[Dataset rows showing where objects appear]
* Start *

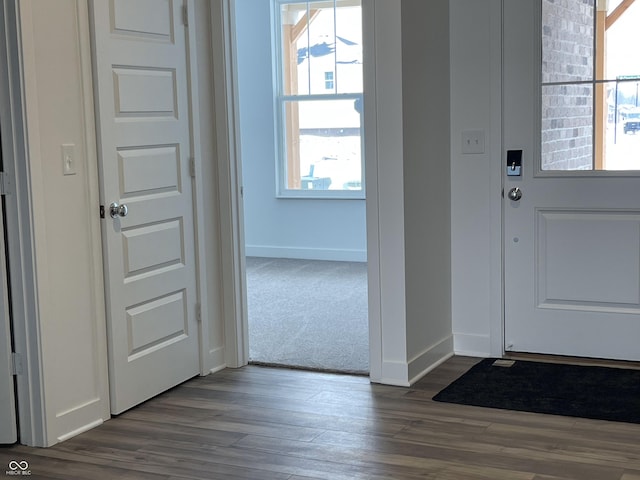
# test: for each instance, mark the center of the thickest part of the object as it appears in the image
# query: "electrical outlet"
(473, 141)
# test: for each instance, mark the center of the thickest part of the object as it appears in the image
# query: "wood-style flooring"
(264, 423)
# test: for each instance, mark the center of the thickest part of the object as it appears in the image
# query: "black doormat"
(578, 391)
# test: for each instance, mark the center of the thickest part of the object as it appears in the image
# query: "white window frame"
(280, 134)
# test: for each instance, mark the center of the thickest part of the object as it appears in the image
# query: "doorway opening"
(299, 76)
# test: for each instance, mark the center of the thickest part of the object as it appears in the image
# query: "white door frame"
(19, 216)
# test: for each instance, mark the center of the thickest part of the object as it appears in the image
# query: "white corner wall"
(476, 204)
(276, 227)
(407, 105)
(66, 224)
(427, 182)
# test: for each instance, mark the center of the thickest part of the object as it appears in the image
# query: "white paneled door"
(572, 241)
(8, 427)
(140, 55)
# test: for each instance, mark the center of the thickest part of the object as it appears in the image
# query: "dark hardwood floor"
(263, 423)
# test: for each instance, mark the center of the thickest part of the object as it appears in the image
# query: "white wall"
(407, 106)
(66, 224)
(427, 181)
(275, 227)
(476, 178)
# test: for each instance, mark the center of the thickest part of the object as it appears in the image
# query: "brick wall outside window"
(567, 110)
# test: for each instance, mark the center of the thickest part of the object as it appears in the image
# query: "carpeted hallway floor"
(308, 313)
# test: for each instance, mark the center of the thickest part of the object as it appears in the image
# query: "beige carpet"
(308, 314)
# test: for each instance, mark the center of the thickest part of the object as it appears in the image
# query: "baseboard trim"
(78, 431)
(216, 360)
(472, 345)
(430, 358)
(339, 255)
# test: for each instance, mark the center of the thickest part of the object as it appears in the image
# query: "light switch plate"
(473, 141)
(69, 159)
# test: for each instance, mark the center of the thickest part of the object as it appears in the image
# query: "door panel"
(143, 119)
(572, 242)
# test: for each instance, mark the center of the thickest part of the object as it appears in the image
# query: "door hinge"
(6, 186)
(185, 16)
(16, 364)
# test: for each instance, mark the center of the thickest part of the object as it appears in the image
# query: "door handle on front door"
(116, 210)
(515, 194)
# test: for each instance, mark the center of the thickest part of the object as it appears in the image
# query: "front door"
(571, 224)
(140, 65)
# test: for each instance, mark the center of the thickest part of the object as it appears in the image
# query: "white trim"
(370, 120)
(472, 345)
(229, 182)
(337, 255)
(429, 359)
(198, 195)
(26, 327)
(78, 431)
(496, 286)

* End *
* Start *

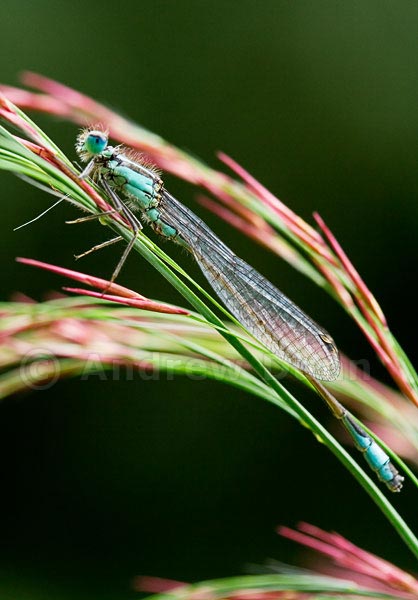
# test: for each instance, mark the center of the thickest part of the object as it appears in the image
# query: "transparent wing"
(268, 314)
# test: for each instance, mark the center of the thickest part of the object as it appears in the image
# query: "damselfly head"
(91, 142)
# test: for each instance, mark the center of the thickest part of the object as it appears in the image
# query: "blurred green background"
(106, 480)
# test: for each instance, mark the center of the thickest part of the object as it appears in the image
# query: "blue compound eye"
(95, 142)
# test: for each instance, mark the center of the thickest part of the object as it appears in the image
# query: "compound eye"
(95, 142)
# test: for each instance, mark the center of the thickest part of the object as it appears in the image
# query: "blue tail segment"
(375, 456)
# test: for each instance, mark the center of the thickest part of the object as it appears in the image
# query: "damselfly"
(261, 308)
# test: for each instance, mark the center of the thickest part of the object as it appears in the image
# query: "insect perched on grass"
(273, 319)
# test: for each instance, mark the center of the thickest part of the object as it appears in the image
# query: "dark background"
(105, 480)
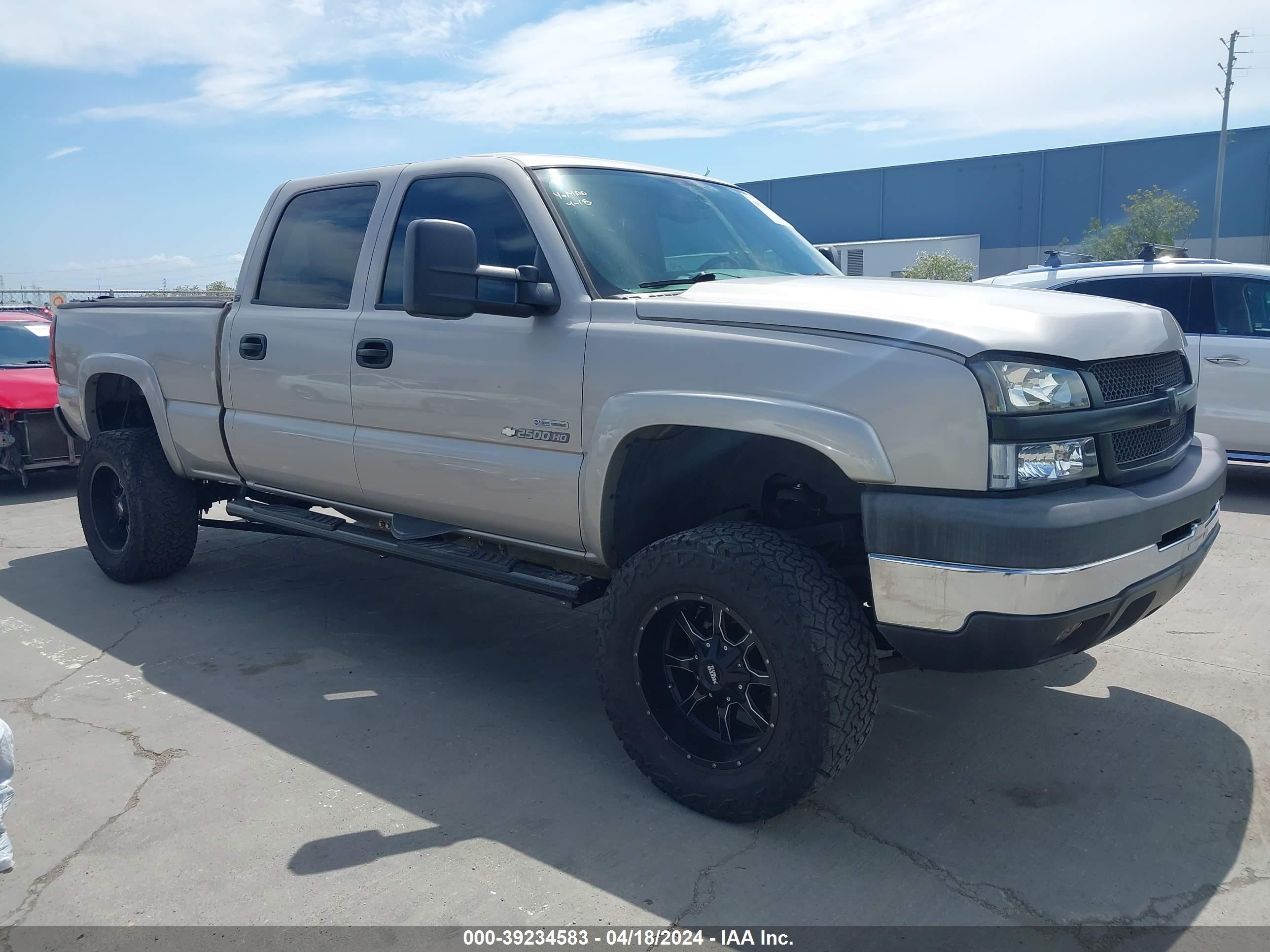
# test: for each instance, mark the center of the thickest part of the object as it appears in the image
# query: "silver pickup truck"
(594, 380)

* End *
* Start *

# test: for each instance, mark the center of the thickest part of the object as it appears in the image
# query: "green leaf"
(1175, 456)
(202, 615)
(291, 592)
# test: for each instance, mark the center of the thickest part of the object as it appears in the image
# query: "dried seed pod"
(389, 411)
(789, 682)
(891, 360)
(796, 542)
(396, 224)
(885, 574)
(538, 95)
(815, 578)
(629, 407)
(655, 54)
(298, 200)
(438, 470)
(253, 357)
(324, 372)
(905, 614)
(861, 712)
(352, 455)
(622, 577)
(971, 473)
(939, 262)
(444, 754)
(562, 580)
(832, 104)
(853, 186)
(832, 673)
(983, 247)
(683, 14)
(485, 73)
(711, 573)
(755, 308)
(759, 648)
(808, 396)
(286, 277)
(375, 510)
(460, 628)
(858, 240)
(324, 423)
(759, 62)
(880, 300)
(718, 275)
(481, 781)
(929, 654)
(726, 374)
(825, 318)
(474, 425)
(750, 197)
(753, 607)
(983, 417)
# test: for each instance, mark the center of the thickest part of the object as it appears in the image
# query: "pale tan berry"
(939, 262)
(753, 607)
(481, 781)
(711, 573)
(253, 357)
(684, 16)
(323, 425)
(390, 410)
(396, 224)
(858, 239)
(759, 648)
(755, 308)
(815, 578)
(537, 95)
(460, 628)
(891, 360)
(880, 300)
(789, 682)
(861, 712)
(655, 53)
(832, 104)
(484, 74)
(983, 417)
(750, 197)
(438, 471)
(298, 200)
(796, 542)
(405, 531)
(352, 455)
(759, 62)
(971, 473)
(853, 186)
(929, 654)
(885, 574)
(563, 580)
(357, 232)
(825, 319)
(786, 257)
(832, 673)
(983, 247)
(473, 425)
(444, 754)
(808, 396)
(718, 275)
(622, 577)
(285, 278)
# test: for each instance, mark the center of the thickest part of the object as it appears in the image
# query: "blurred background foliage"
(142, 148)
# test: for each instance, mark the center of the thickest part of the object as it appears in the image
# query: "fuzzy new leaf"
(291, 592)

* End *

WHAT IS ASKED →
Pull out each line of the records that contains the word "wall".

REPLY →
# query: "white corner wall"
# query: "white wall"
# query: "brick wall outside window"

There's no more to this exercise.